--- BEGIN Given information ---
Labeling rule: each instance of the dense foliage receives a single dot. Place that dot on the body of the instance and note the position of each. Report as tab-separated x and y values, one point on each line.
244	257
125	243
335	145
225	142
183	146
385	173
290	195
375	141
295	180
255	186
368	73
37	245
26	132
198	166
--- END Given information ---
• _Stated exercise_:
Return every line of the items above that contains the word "note".

• _Written answer_:
Labeling rule: each instance of the dense foliage receives a single dot. Place that dot on the body of the instance and note the position of each. Report as tab-separated x and y values, one point on each line.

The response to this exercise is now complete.